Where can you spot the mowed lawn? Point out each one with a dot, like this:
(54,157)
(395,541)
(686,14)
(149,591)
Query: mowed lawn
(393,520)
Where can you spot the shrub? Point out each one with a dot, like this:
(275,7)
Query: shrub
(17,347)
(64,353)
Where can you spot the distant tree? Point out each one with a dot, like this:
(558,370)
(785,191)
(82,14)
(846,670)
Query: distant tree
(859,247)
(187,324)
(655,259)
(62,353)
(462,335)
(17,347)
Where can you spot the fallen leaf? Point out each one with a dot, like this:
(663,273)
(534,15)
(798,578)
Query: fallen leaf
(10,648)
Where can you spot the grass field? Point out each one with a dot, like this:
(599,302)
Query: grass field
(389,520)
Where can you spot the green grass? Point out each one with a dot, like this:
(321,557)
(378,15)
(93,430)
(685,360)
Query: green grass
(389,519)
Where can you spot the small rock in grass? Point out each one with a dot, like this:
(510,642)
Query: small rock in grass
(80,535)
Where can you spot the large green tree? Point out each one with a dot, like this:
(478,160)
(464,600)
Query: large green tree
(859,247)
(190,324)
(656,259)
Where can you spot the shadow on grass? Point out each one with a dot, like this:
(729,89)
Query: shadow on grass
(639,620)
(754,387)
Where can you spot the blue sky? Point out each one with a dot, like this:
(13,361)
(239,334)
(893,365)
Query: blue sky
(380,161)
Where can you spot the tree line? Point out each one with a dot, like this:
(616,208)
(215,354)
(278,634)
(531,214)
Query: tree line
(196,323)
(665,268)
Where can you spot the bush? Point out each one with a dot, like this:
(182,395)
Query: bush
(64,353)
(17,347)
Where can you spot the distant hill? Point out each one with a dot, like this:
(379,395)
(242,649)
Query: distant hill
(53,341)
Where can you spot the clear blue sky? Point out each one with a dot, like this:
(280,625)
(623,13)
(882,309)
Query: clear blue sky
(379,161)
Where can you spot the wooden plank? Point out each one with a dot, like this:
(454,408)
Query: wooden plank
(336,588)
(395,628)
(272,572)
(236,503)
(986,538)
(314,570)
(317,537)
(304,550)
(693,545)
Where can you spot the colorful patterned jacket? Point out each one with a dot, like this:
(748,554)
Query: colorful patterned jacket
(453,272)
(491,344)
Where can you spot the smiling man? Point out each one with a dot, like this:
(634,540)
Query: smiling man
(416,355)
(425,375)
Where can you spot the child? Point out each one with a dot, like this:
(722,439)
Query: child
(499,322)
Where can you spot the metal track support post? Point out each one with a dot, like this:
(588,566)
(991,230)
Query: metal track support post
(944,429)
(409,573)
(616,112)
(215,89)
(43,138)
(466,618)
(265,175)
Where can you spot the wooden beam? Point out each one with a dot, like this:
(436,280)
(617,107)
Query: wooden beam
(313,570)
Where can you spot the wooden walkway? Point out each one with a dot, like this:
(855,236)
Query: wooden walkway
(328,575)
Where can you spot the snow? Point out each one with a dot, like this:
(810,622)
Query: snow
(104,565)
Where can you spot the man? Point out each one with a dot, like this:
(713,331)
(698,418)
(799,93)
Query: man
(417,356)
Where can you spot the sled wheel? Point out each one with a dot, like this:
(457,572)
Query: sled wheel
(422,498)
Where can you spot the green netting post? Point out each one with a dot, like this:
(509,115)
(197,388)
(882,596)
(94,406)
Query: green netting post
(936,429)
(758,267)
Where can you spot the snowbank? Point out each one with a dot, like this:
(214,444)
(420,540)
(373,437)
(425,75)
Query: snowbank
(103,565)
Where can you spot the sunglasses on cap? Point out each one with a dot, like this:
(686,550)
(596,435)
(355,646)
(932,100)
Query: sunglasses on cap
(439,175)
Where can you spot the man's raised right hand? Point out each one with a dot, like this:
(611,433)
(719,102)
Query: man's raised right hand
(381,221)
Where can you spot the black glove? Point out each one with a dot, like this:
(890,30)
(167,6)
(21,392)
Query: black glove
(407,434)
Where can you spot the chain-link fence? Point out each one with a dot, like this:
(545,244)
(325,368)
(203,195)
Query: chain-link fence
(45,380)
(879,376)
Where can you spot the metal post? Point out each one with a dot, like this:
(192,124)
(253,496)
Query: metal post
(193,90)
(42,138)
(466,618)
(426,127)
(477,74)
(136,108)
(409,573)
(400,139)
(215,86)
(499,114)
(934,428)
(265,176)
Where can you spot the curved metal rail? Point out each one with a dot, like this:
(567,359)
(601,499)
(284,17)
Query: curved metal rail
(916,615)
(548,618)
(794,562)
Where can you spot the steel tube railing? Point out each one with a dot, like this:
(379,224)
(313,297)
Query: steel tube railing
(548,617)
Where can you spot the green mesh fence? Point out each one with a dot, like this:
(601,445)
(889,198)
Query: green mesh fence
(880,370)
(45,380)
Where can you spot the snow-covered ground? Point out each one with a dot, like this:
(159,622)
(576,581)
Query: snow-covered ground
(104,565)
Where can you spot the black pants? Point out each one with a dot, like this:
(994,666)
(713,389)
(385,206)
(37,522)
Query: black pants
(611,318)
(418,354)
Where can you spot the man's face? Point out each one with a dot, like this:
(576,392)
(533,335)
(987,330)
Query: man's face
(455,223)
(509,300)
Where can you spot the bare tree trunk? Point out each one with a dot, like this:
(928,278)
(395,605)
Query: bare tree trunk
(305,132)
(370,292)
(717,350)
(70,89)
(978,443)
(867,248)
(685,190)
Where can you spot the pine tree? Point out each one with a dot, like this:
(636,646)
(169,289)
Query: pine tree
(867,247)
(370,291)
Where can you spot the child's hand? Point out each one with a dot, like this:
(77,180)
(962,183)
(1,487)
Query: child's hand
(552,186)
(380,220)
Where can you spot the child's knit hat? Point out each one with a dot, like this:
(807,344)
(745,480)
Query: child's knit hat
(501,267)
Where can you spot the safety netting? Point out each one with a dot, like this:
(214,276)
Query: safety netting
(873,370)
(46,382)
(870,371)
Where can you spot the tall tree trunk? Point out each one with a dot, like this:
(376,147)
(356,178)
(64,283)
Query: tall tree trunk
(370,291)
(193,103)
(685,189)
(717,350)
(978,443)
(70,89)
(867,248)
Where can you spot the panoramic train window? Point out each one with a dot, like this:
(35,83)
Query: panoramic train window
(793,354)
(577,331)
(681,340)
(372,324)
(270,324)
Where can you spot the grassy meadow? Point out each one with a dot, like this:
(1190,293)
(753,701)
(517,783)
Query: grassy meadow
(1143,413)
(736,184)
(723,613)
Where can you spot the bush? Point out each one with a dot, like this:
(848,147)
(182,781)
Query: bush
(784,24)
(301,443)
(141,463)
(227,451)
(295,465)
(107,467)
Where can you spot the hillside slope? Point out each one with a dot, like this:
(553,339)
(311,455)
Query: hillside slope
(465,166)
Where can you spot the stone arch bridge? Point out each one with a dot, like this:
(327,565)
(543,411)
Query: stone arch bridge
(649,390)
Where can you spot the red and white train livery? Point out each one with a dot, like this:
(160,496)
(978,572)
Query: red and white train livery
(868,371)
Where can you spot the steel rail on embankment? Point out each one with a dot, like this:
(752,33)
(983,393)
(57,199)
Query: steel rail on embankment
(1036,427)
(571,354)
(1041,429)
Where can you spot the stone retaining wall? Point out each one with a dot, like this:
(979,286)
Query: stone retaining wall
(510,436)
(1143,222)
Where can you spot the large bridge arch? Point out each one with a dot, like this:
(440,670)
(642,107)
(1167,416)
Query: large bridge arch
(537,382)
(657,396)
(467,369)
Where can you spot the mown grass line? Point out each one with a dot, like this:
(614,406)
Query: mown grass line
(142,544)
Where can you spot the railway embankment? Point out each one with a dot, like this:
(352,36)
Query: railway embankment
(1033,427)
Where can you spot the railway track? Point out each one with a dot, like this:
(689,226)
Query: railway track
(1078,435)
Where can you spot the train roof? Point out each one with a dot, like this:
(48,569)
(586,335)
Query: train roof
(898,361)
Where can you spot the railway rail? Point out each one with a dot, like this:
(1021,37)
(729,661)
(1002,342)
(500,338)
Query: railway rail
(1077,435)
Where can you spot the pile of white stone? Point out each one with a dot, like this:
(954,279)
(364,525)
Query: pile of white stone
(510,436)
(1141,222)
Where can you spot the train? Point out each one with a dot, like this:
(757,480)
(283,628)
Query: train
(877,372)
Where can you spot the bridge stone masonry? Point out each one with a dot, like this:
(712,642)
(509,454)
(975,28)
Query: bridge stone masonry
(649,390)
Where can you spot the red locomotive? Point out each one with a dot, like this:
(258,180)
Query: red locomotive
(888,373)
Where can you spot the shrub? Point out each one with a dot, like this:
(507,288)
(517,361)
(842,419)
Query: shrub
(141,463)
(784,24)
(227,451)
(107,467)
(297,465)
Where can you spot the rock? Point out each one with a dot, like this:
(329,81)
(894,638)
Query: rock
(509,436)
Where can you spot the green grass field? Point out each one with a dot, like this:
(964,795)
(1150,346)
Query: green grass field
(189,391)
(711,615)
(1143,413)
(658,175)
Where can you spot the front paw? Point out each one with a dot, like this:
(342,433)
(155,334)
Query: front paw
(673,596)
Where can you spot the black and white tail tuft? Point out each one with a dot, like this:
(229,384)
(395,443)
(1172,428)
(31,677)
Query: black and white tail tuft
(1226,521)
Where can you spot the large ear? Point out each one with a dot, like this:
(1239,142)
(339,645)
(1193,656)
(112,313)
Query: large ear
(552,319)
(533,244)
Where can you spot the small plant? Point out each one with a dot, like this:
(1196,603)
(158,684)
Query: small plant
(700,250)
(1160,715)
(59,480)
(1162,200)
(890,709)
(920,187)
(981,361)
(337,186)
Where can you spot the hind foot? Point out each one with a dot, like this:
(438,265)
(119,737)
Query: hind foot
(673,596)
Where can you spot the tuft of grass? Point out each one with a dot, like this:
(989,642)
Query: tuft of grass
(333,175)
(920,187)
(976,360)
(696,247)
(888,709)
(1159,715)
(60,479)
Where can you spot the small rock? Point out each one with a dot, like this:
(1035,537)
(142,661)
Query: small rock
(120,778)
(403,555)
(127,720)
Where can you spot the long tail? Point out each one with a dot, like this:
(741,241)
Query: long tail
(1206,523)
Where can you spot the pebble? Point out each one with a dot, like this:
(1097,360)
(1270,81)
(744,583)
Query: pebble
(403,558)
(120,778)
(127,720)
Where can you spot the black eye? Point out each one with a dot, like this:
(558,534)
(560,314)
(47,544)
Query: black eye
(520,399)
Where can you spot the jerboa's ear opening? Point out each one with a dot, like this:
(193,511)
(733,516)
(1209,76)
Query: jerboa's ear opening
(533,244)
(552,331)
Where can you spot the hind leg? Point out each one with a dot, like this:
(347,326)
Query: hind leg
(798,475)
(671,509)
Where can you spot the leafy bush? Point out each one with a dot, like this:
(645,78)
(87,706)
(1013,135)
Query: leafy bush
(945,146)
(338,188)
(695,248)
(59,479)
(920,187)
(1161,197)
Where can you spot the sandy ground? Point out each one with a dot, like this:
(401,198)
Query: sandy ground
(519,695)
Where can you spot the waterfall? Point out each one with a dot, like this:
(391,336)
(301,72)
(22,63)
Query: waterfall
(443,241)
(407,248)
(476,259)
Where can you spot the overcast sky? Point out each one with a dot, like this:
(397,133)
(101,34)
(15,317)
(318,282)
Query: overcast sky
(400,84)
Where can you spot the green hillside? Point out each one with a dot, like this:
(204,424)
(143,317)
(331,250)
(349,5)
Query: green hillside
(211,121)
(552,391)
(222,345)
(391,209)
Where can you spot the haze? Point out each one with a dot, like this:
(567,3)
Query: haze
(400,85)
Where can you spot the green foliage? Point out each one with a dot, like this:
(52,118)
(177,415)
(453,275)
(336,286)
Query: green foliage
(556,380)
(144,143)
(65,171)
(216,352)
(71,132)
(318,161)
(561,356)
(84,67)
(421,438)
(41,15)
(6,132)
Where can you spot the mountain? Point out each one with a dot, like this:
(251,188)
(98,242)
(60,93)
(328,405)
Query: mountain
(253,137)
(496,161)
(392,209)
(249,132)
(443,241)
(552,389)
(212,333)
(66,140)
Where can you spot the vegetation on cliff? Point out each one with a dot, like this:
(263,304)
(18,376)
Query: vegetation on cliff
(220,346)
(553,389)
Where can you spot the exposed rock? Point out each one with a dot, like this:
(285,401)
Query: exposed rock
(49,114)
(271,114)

......

## Written request
Put the lines of the records into a Markdown table with the columns Row and Text, numbering each line in Row and leaving out blank lines. Begin at the line that has "Where can you spot the exposed" and stop after the last line of the records.

## Answer to this task
| Row | Text |
|---|---|
| 1 | Where can you spot the exposed rock? Point out each one with a dot, like this: |
| 2 | (285,401) |
| 3 | Query: exposed rock |
| 4 | (49,114) |
| 5 | (271,114) |